* TASK TO COMPLETE *
Reproduce exactly, and nothing but, the lines between the one with "RESULT coordinates as" and the end of the entries, both ends included.

====== RECORDS TO USE

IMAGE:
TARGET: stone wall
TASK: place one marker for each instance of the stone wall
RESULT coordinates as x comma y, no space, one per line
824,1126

============

* SOLVED EXERCISE *
RESULT coordinates as x comma y, no space, one per line
824,1126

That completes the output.